# Task details
How would the excerpt below on the dispute between Yanukovych and Yushchenko over five regional governors go on? Write the next passage, starting after its final sentence.

# Excerpt
■ ■ ■ ■

At a cabinet meeting on September 28, Yanukovych suggested that Yushchenko should dismiss five regional governors for poor performance. He named Poltava region’s Valery Asadchev, Ternopil governor Ivan Stoyko, Kharkiv governor Arsen Avakov, Kherson governor Borys Silenkov, and Chernihiv governor Mykola Lavryk. Asadchev represents the pro-Yushchenko Ukrainian People’s Party, and the other four are from Yushchenko’s Our Ukraine.
Yanukovych was confronted by Yushchenko appointees Interior Minister Yuriy Lutsenko and Justice Minister Roman Zvarych, as well as the newly appointed deputy head of Yushchenko’s secretariat, Arseny Yatsenyuk. They warned Yanukovych against taking hasty decisions. Zvarych argued that Yanukovych’s draft document regarding the five governors had not been assessed by the Justice Ministry, as required by law. In response, Yanukovych threatened to dismiss Zvarych. Yanukovych recalled that Zvarych’s party, Our Ukraine, is still not formally a member of the government coalition, so the chairs under Zvarych and other Our Ukraine representatives in the cabinet are shaky.
Yushchenko’s reaction to Yanukovych’s request was predictably negative. In an unprecedented show of contempt for Yanukovych, he refused to attend the cabinet meeting, although he had been scheduled to participate. Speaking on the following day in Ternopil, one of the regions whose governor Yanukovych wants to fire, Yushchenko rejected Yanukovych’s request, warning him against “hasty decisions on personnel.” He said that the cabinet should coordinate its decisions regarding regional governors with the presidential secretariat. The cabinet accepted this condition on October 3, suggesting that Yushchenko should study the situation with the five governors jointly with the cabinet.
Yushchenko does not want to sack the five governors, arguing that Yanukovych is guided by nothing more than political considerations, as their economic performance has not been bad. The problem is that the constitution is on Yanukovych’s side. Article 118 states that the president appoints or dismisses regional governors at the request of the cabinet. This was a formality before the constitutional reform that came into effect this year, as all previous cabinets consisted of presidential appointees, so the president’s choice of a governor was by default also the cabinet’s choice. Now that it is parliament, not the president that hires and fires the prime minister and the cabinet, nothing should prevent the prime minister, if he is not an ally of the president, from disagreeing with the president’s choice of governors.

■ ■ ■ ■

# Dataset excerpts
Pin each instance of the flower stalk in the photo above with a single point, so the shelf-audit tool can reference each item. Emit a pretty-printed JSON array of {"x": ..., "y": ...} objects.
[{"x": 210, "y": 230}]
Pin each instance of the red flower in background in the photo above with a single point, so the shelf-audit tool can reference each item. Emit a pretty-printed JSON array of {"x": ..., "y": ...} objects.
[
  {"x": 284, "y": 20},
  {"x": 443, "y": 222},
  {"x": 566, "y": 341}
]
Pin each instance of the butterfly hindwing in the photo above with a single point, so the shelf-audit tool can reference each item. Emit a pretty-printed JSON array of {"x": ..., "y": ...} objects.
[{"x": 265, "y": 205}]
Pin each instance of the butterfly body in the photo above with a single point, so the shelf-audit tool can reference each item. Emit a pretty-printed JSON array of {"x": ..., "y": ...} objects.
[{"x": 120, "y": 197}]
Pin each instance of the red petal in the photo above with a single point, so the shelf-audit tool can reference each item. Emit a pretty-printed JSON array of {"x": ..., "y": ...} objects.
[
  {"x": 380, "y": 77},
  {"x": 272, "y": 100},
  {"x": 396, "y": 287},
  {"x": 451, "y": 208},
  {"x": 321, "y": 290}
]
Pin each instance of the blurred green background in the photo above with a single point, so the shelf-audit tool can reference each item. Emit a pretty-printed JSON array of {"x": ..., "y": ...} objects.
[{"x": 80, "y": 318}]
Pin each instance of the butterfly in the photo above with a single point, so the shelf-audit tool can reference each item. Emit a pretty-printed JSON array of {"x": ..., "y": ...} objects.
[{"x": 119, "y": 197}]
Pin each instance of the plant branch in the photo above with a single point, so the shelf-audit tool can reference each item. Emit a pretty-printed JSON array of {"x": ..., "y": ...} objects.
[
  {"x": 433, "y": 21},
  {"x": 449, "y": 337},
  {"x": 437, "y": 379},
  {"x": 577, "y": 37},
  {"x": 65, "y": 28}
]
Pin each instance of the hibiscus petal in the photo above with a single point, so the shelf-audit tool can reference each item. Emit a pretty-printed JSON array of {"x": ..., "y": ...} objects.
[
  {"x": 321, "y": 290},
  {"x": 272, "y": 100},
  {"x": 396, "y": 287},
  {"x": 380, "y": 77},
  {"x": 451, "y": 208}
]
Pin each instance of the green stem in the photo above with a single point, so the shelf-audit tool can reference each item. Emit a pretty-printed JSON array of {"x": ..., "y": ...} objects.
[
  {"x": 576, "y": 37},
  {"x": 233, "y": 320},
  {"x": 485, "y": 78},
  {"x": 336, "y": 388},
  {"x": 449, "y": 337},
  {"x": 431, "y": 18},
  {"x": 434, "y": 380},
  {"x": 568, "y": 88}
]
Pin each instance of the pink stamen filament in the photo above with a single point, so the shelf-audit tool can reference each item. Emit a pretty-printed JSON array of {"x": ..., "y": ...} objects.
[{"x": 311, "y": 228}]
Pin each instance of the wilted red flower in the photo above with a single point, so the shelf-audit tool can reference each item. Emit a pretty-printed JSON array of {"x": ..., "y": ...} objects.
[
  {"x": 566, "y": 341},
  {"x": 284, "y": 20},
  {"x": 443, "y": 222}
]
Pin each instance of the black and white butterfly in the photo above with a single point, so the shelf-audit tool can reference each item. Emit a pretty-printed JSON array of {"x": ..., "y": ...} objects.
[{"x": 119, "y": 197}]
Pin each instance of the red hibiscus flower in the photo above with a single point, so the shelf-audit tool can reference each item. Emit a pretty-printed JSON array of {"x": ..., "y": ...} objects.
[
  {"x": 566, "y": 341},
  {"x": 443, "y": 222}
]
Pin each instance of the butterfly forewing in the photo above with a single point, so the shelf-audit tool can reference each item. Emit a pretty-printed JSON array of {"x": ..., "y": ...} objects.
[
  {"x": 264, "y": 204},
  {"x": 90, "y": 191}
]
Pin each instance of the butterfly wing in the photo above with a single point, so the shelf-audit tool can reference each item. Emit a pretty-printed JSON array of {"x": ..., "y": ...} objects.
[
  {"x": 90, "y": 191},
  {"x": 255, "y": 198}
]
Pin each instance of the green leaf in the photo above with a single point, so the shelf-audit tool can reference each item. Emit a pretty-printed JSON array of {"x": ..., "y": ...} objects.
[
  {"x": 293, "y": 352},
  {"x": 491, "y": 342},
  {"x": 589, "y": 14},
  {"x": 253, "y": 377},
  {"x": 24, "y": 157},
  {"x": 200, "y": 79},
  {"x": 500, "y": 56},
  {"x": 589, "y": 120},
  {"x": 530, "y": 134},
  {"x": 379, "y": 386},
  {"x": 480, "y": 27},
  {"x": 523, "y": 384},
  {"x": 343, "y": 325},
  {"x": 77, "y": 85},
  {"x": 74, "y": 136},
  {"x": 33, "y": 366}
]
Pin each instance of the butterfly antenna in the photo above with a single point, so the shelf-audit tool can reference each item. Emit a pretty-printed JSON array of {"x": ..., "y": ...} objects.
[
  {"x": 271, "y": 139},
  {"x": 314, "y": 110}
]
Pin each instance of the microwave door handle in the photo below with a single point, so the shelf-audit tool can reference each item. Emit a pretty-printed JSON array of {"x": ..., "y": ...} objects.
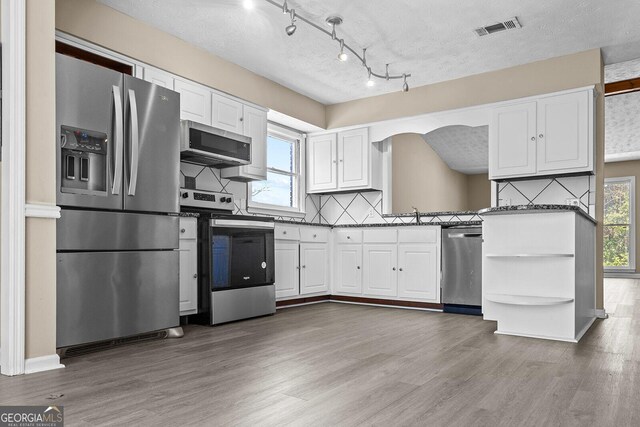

■ ■ ■ ■

# Result of the task
The current situation, however, looks like a stalemate. Yushchenko does not want to accept Yanukovych’s opinion, and Yanukovych apparently does not see how he can enforce his will regarding the five governors he wants to remove. A possible way out for Yanukovych is to try and abolish regional governors altogether. During a visit to Donetsk on September 29, Yanukovych said that a regional government reform bill will be offered to parliament later this fall, providing for scrapping the regional state administrations, i.e. governor offices, and replacing them with regional executive committees that would be subordinated to regional councils, rather than to the central executive.
If parliament adopted this reform, governors would be abolished as early as next year, Yanukovych said. Yushchenko, in that case, may lose control over the regions, which are currently run by governors, most of whom are his appointees. Most of the regional councils however, except those in the west of Ukraine, are controlled either by the PRU or by PRU-dominated local coalitions. Yanukovych’s reform plans, however, contradicts the constitution, which subordinates regional governments to the central executive.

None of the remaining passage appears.